Exercise brief
Find how many lines in the material contain "flower"; your answer should be that number alone.

________________________________________

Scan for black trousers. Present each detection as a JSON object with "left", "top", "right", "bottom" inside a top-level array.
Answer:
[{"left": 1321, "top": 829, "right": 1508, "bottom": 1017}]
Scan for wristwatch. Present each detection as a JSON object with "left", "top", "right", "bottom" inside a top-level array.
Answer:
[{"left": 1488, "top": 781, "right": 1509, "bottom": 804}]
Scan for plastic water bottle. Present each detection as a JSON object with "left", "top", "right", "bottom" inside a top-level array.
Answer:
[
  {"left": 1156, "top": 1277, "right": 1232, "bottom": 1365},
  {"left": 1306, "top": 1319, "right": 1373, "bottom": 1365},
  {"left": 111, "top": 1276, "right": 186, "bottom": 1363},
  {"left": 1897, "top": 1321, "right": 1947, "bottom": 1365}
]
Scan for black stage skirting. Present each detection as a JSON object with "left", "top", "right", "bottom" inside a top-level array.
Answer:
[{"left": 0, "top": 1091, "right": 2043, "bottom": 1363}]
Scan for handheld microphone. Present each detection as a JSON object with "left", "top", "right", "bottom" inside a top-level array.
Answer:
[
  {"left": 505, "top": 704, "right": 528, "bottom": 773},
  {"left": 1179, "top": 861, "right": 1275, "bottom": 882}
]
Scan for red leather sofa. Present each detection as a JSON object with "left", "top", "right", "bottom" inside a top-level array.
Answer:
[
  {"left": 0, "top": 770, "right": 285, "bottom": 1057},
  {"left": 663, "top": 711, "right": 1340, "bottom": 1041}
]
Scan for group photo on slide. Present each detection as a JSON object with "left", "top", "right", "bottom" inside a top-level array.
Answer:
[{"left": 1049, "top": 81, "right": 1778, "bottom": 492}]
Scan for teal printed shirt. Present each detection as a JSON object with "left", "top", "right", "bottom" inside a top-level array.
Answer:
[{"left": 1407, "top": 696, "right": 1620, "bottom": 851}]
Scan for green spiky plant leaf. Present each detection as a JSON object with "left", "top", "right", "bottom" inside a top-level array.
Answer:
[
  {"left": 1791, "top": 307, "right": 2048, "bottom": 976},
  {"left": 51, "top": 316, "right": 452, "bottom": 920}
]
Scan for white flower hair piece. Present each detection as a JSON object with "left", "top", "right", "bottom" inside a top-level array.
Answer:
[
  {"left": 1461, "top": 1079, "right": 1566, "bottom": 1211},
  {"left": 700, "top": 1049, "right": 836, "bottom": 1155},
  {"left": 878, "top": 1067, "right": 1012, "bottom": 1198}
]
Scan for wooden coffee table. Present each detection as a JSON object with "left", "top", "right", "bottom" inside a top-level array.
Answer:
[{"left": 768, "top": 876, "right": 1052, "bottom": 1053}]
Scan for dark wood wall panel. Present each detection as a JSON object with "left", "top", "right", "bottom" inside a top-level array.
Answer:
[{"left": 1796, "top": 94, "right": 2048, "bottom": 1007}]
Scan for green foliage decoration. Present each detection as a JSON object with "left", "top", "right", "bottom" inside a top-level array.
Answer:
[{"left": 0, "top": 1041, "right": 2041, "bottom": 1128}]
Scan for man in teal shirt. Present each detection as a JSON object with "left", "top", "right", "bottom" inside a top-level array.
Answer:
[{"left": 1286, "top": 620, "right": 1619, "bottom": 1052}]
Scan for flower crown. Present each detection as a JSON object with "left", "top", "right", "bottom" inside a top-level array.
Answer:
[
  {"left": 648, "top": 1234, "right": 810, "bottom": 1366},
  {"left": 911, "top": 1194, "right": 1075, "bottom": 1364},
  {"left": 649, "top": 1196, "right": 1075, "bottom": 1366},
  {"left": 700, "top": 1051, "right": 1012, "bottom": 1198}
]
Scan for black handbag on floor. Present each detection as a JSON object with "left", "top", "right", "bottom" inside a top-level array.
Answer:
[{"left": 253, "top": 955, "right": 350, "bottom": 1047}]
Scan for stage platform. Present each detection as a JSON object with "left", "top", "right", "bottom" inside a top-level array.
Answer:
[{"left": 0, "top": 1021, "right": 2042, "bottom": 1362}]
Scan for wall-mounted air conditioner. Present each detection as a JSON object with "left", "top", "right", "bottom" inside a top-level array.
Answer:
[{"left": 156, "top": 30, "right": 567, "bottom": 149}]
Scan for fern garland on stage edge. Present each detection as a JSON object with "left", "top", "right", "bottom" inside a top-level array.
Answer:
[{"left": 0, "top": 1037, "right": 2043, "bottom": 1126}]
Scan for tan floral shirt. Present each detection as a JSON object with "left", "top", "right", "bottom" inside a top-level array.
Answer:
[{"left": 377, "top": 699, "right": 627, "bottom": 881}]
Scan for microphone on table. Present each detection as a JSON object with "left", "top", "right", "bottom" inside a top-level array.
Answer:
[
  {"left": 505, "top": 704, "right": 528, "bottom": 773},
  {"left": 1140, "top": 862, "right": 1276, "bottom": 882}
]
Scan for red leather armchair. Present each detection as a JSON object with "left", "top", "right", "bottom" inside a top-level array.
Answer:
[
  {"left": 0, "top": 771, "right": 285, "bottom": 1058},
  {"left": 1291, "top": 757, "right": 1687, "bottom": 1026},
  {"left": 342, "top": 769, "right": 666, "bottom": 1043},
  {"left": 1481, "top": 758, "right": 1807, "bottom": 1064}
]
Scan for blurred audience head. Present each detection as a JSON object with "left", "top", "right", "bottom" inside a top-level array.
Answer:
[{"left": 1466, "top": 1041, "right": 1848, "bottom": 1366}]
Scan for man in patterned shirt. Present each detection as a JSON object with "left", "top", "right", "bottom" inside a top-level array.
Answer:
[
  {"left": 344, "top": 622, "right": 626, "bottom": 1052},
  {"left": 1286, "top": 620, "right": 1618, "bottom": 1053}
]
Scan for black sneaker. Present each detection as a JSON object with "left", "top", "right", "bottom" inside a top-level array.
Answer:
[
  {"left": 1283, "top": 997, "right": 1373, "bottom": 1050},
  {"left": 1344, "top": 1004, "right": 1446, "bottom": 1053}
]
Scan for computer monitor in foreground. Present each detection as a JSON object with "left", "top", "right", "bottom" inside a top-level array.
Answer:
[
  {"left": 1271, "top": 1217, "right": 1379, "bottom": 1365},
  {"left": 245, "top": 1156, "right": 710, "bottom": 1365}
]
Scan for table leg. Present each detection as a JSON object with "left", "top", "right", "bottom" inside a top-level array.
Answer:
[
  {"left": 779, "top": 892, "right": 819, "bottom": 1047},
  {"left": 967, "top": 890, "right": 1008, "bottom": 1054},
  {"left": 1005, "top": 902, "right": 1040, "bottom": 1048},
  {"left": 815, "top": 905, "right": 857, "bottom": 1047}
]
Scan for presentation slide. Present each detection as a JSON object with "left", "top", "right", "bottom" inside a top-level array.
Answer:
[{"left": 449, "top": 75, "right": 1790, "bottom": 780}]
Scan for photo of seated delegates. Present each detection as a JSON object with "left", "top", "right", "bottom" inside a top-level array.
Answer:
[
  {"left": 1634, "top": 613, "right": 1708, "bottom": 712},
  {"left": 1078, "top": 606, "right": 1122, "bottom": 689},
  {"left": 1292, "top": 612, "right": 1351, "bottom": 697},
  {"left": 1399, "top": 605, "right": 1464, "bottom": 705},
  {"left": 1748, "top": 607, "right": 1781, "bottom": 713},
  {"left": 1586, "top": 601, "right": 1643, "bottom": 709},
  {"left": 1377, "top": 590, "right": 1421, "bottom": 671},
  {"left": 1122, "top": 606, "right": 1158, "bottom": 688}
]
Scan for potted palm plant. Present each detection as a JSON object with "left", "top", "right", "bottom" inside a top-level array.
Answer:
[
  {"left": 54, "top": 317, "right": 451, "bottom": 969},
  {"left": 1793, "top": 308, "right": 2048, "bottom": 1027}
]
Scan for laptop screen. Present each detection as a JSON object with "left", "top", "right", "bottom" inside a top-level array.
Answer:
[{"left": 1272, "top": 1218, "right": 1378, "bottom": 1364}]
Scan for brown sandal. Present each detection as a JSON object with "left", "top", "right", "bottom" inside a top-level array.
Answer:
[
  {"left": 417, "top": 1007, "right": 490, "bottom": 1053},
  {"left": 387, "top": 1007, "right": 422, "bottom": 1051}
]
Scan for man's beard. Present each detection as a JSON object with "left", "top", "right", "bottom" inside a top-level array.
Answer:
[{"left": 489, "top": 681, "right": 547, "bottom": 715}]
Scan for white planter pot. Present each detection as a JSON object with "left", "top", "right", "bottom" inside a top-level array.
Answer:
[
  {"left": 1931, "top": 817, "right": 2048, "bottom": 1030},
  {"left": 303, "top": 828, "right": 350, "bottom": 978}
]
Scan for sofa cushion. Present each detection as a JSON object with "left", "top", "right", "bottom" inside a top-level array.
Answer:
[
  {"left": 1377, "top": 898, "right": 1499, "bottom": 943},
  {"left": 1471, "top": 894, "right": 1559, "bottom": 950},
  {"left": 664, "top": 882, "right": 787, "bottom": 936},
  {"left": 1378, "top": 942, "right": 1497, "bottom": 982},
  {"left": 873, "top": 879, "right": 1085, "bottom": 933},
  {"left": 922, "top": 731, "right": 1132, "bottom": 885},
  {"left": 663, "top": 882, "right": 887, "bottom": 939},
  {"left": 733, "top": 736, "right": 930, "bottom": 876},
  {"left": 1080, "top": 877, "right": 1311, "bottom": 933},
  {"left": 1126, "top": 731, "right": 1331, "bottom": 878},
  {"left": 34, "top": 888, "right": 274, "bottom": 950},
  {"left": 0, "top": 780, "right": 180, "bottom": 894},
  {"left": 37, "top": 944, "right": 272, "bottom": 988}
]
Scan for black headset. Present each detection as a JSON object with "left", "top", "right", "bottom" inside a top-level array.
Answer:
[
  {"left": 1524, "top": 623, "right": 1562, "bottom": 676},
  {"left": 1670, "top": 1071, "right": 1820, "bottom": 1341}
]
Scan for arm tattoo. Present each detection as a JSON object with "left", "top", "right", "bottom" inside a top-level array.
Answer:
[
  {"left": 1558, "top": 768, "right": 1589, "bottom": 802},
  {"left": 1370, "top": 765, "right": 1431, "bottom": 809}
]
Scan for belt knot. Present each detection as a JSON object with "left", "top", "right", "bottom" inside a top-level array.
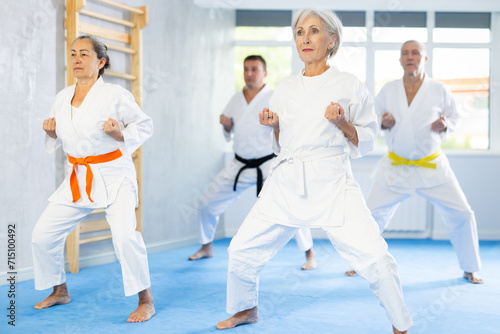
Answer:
[
  {"left": 388, "top": 150, "right": 440, "bottom": 169},
  {"left": 272, "top": 146, "right": 346, "bottom": 196},
  {"left": 67, "top": 149, "right": 122, "bottom": 203},
  {"left": 233, "top": 153, "right": 276, "bottom": 196}
]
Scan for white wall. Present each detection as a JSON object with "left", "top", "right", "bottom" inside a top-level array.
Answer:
[
  {"left": 139, "top": 0, "right": 235, "bottom": 250},
  {"left": 0, "top": 0, "right": 66, "bottom": 283}
]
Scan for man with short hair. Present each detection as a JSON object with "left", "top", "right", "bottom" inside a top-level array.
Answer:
[{"left": 346, "top": 40, "right": 482, "bottom": 284}]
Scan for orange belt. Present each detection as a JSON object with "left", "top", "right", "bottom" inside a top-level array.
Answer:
[{"left": 68, "top": 149, "right": 122, "bottom": 203}]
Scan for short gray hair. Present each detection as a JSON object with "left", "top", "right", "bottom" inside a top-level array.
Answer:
[
  {"left": 401, "top": 40, "right": 427, "bottom": 55},
  {"left": 292, "top": 8, "right": 343, "bottom": 58}
]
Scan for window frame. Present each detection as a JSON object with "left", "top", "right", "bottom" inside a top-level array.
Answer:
[
  {"left": 235, "top": 10, "right": 500, "bottom": 155},
  {"left": 293, "top": 10, "right": 500, "bottom": 155}
]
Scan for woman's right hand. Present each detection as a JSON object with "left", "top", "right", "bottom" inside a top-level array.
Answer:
[
  {"left": 43, "top": 117, "right": 57, "bottom": 139},
  {"left": 260, "top": 108, "right": 279, "bottom": 128},
  {"left": 381, "top": 112, "right": 395, "bottom": 129}
]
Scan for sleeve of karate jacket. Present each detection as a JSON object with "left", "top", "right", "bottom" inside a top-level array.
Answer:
[
  {"left": 221, "top": 95, "right": 235, "bottom": 142},
  {"left": 117, "top": 88, "right": 154, "bottom": 155},
  {"left": 374, "top": 84, "right": 389, "bottom": 134},
  {"left": 268, "top": 88, "right": 281, "bottom": 155},
  {"left": 45, "top": 97, "right": 63, "bottom": 154},
  {"left": 439, "top": 83, "right": 461, "bottom": 143},
  {"left": 346, "top": 82, "right": 378, "bottom": 159},
  {"left": 222, "top": 126, "right": 233, "bottom": 142}
]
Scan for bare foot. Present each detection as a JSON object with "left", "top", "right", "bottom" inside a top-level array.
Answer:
[
  {"left": 216, "top": 306, "right": 258, "bottom": 329},
  {"left": 34, "top": 283, "right": 70, "bottom": 309},
  {"left": 128, "top": 288, "right": 155, "bottom": 323},
  {"left": 345, "top": 269, "right": 357, "bottom": 277},
  {"left": 128, "top": 302, "right": 155, "bottom": 323},
  {"left": 189, "top": 243, "right": 213, "bottom": 261},
  {"left": 301, "top": 247, "right": 317, "bottom": 270},
  {"left": 393, "top": 325, "right": 409, "bottom": 333},
  {"left": 463, "top": 272, "right": 484, "bottom": 284}
]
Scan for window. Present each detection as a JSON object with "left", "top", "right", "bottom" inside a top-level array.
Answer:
[
  {"left": 234, "top": 11, "right": 293, "bottom": 91},
  {"left": 372, "top": 11, "right": 427, "bottom": 43},
  {"left": 431, "top": 12, "right": 491, "bottom": 149},
  {"left": 336, "top": 47, "right": 367, "bottom": 83},
  {"left": 374, "top": 50, "right": 401, "bottom": 94},
  {"left": 332, "top": 11, "right": 367, "bottom": 83},
  {"left": 234, "top": 45, "right": 292, "bottom": 92},
  {"left": 235, "top": 10, "right": 494, "bottom": 151},
  {"left": 352, "top": 11, "right": 491, "bottom": 150},
  {"left": 433, "top": 12, "right": 490, "bottom": 43}
]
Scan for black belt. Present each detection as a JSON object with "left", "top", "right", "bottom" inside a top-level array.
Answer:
[{"left": 233, "top": 153, "right": 276, "bottom": 196}]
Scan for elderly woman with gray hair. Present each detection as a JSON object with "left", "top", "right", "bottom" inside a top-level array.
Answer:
[{"left": 217, "top": 8, "right": 412, "bottom": 333}]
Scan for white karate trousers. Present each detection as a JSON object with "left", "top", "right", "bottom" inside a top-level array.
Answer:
[
  {"left": 198, "top": 157, "right": 313, "bottom": 252},
  {"left": 226, "top": 177, "right": 413, "bottom": 332},
  {"left": 32, "top": 179, "right": 151, "bottom": 296},
  {"left": 367, "top": 176, "right": 481, "bottom": 273}
]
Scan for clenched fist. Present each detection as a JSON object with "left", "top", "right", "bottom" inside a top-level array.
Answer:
[
  {"left": 431, "top": 115, "right": 447, "bottom": 132},
  {"left": 43, "top": 117, "right": 57, "bottom": 139},
  {"left": 220, "top": 114, "right": 233, "bottom": 132},
  {"left": 259, "top": 108, "right": 279, "bottom": 128},
  {"left": 381, "top": 112, "right": 396, "bottom": 129},
  {"left": 104, "top": 118, "right": 124, "bottom": 141},
  {"left": 325, "top": 102, "right": 346, "bottom": 126}
]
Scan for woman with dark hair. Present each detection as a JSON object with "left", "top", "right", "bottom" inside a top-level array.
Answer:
[
  {"left": 217, "top": 8, "right": 412, "bottom": 333},
  {"left": 33, "top": 35, "right": 155, "bottom": 322}
]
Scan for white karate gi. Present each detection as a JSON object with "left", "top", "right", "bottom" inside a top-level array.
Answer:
[
  {"left": 198, "top": 84, "right": 313, "bottom": 252},
  {"left": 226, "top": 67, "right": 413, "bottom": 331},
  {"left": 368, "top": 76, "right": 481, "bottom": 273},
  {"left": 32, "top": 78, "right": 153, "bottom": 296}
]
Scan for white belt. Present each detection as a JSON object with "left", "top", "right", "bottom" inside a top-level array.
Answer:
[{"left": 270, "top": 146, "right": 346, "bottom": 195}]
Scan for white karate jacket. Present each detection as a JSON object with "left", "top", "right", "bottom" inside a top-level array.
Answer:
[
  {"left": 222, "top": 84, "right": 274, "bottom": 159},
  {"left": 45, "top": 78, "right": 153, "bottom": 208},
  {"left": 253, "top": 67, "right": 378, "bottom": 227},
  {"left": 373, "top": 75, "right": 460, "bottom": 190}
]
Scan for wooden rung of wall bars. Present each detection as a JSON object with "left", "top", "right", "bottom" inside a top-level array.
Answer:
[
  {"left": 79, "top": 22, "right": 131, "bottom": 44},
  {"left": 80, "top": 235, "right": 113, "bottom": 245},
  {"left": 105, "top": 43, "right": 136, "bottom": 54},
  {"left": 88, "top": 208, "right": 105, "bottom": 216},
  {"left": 65, "top": 0, "right": 148, "bottom": 274},
  {"left": 79, "top": 219, "right": 110, "bottom": 233},
  {"left": 96, "top": 0, "right": 145, "bottom": 14},
  {"left": 79, "top": 8, "right": 135, "bottom": 27},
  {"left": 104, "top": 71, "right": 136, "bottom": 80}
]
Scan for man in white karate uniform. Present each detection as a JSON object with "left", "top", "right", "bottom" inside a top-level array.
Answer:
[
  {"left": 347, "top": 40, "right": 482, "bottom": 284},
  {"left": 189, "top": 55, "right": 317, "bottom": 270}
]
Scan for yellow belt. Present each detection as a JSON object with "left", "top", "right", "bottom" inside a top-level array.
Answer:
[{"left": 388, "top": 150, "right": 440, "bottom": 169}]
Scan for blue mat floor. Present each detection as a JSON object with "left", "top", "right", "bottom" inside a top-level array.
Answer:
[{"left": 1, "top": 239, "right": 499, "bottom": 334}]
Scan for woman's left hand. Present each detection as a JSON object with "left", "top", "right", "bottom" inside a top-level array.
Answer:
[
  {"left": 431, "top": 115, "right": 447, "bottom": 132},
  {"left": 325, "top": 102, "right": 347, "bottom": 126},
  {"left": 260, "top": 108, "right": 279, "bottom": 129},
  {"left": 104, "top": 118, "right": 124, "bottom": 141}
]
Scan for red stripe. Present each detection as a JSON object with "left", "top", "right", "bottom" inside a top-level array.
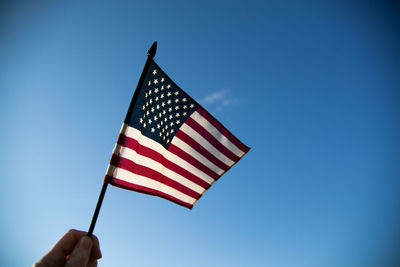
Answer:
[
  {"left": 117, "top": 134, "right": 211, "bottom": 189},
  {"left": 185, "top": 117, "right": 240, "bottom": 162},
  {"left": 196, "top": 107, "right": 250, "bottom": 153},
  {"left": 174, "top": 130, "right": 230, "bottom": 170},
  {"left": 168, "top": 143, "right": 220, "bottom": 179},
  {"left": 106, "top": 175, "right": 193, "bottom": 209},
  {"left": 110, "top": 154, "right": 201, "bottom": 199}
]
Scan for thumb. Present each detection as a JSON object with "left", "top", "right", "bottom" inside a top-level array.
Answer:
[{"left": 65, "top": 236, "right": 93, "bottom": 267}]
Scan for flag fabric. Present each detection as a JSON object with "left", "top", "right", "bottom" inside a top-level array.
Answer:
[{"left": 105, "top": 60, "right": 249, "bottom": 209}]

________________________________________

Task solution
2